#### [Directives]
A: In the book forum piece on Rundle's rule of law book, rewrite the passage starting at "Revisiting the People" and ending at "critics – of the rule of law.", replacing "book" with "monograph".
B: In the book forum piece on Rundle's rule of law book, what does Rundle call the devices through which she contextualizes and peoples the rule of law?
C: Write the next part of the book forum piece on Rundle's rule of law book, picking up after its last sentence.

#### [Text provided]
Revisiting the People of the Rule of Law in Australian Public Law - Revisiting the Rule of Law book forum
Gabrielle Appleby, Megan Davis, Dylan Lino and Alexander Reilly
30.11.2023
Kristen Rundle’s multiple achievements in Revisiting the Rule of Law are belied by its slim volume (although its lucid concision is one of those achievements). A book on the rule of law by one of the world’s leading analytical legal philosophers, it provides a cut-through typography of different ‘accounts’ of the ambiguous and contested ‘rule of law’; explores the different articulations of its driving purpose and its connections with other foundational public law principles such as constitutionalism, liberty, legitimacy, and accountability; and considers the arguments and contestations that exist amongst those scholarly and practice-based disciples – and critics – of the rule of law.
In our view, the most important achievements of Rundle’s book lie in her contextualising and peopling of the rule of law. This is done through a number of what she terms ‘provocations’, and by situating these provocations within the rule of law as a ‘working idea’, given meaning through discourse and practice (at 3).
Meeting – and uncovering – the people behind the idea
One of the most important groups of ‘people’ of the rule of law (although slightly different from the ‘people’ that Rundle introduces later in her book, which we return to below) is the group of people who have conceptualised and elaborated the idea. As the work of Susan Bartie reminds us, it is individual thinkers and scholars who provide the foundations for and shape of legal disciplines, and the assumptions that then sit within them.
In Revisiting the Rule of Law, Rundle starts with a number of canonical statements about and accounts of the rule of law, which operate as building blocks for her subsequent investigation of the concept, its use, and its critique. We see statements from John Locke, Albert Venn Dicey, Friedrich Hayek, Joseph Raz, Jeremy Waldron, Lon Fuller, and Tom Bingham (at 4 and 12-13).
Yet, as Rundle points out, all statements of the rule of law are of a time and place, and reflective of the political orientation and agendas of the people who make them. The aim of her book is
to promote awareness of the historical, political, institutional, and cultural contexts within which all theoretical writings on the rule of law are situated, and which explain much about why particular treatments of the idea take the shape and carry the content that they do (Rundle at 2).
How can we contextualise the canonical rule of law thinkers that Rundle begins with and orients her discussion around? Although the lives and works of these thinkers range across centuries, there are commonalities among them. Notably, they are all men working within European and especially Anglophone intellectual traditions. They all have political commitments to the ideologically broad church of liberalism. Of course, they are all also speaking from particular moments in time and place, from their own distinctive personal circumstances.

#### [Entries supplied]

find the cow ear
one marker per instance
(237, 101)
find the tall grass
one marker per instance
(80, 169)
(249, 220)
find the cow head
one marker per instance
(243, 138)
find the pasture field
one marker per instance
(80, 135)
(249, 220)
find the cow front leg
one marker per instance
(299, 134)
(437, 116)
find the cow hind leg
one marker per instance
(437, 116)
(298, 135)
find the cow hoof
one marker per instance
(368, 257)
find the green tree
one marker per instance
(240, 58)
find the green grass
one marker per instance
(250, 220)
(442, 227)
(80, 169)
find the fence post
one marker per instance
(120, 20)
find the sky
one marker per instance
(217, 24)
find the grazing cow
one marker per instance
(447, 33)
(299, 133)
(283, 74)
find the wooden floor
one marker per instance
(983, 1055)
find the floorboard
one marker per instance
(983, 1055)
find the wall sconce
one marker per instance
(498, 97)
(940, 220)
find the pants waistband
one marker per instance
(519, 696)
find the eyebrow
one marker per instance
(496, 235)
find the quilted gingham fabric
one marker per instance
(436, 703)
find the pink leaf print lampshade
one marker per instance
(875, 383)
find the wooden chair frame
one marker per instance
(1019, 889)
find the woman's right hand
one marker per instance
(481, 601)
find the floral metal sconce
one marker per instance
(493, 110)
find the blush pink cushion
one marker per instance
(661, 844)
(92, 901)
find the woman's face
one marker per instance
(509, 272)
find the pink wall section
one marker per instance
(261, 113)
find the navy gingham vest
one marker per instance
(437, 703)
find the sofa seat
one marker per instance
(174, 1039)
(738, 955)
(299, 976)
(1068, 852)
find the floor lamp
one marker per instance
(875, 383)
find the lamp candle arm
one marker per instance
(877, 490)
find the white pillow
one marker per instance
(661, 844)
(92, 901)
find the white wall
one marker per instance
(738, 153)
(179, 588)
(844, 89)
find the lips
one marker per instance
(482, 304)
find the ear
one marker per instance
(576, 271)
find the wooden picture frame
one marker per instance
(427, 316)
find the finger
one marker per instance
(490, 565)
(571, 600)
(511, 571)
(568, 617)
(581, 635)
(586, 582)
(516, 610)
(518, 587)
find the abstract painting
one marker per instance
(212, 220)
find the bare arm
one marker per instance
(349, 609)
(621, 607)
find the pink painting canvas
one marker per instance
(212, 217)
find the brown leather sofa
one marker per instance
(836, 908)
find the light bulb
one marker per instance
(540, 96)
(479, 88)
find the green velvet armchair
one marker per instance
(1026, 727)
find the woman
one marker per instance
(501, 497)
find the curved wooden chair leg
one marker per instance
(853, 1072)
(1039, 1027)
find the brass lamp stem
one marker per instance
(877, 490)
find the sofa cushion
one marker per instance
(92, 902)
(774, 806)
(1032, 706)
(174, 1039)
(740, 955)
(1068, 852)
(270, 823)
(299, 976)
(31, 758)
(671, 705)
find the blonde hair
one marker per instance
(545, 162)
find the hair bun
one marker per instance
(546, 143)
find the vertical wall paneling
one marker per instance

#### [Responses by task]
A:
Revisiting the People of the Rule of Law in Australian Public Law - Revisiting the Rule of Law monograph forum
Gabrielle Appleby, Megan Davis, Dylan Lino and Alexander Reilly
30.11.2023
Kristen Rundle’s multiple achievements in Revisiting the Rule of Law are belied by its slim volume (although its lucid concision is one of those achievements). A monograph on the rule of law by one of the world’s leading analytical legal philosophers, it provides a cut-through typography of different ‘accounts’ of the ambiguous and contested ‘rule of law’; explores the different articulations of its driving purpose and its connections with other foundational public law principles such as constitutionalism, liberty, legitimacy, and accountability; and considers the arguments and contestations that exist amongst those scholarly and practice-based disciples – and critics – of the rule of law.

B: She calls them ‘provocations’.

C:
It is to Rundle’s great credit that she picks up many of these matters of context throughout the book and critically reflects on their relevance for our understanding of the rule of law. Thus, Rundle (16–17, 39, 51, 61–2) puts Dicey in his historical place as a classical liberal whose account of the rule of law is inextricably caught up with his commitment to laissez-faire government, his ‘Anglo-Saxon parochialism’ (as Shklar famously put it: Shklar (1987) 5) and his defence of the British Empire as a vehicle for human progress. Rundle highlights Hayek’s status as a founding figure of neoliberalism, using the rule of law to justify his attacks on the mid-century welfare state and his exaltation of the market ‘as the central organising mechanism of social and political order’ (Rundle at 19). Rundle contrasts (43–45) the rule of law’s liberal theoretical bias against the thoughts of social-democratic and Marxist thinkers, whose positions have ranged from outright opposition to the rule of law as capitalist ideology, to celebration of it as ‘an unqualified human good’ (Thompson 1977, 267). And at the end of her book, Rundle reflects on the limitations of a rule of law tradition that fails to seriously engage with non-Western (especially Indigenous) traditions of law and lawfulness – a point we revisit below.
Who receives the benefits of the rule of law? From the individual to the collective
Let us return then to Rundle’s provocations, and in particular the importance of focussing on the people of the rule of law: the often ‘disembodied figures through and upon whom the work of the rule of law is thought to be done’ (at 2). Rundle’s people are the subjects and the officials of the rule of law, and her analysis charts their relationships. Through this, Rundle provides a more revealing account of what it means to talk about mutual subordination to the law – that both the rulers and the ruled, the government and the governed, submit to the demands of the law (at 61 and 5).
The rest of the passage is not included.